• [Job] Reproduce every one of the following records word for word, without any changes.

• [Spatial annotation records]
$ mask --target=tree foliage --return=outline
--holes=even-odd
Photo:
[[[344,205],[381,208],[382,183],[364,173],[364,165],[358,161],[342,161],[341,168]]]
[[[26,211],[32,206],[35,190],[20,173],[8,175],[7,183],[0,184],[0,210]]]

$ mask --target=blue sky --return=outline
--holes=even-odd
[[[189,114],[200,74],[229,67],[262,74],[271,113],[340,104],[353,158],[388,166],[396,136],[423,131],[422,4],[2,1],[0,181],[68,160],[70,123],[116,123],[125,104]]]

• [Final result]
$ mask --target=tree foliage --return=outline
--holes=even-odd
Photo:
[[[344,205],[381,208],[382,183],[364,173],[364,165],[358,161],[342,161],[341,168]]]
[[[26,211],[32,206],[35,190],[20,173],[8,175],[7,183],[0,184],[0,210]]]

$ mask --target=blue sky --return=outline
--holes=even-odd
[[[189,114],[200,74],[229,67],[262,74],[271,113],[340,104],[353,158],[388,166],[396,136],[423,131],[422,4],[2,1],[0,181],[68,160],[70,123],[116,123],[125,104]]]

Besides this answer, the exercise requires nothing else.